*Problem to work on*.
Copy each of the following items word for word, without changing anything.

************

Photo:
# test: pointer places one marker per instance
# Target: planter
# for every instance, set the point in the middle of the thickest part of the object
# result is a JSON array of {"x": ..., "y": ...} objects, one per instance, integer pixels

************

*The solution*.
Photo:
# test: pointer places one marker per instance
# Target: planter
# for every instance, set the point in the middle of the thickest part of the object
# result is a JSON array of {"x": ..., "y": ...} objects, one per instance, integer pixels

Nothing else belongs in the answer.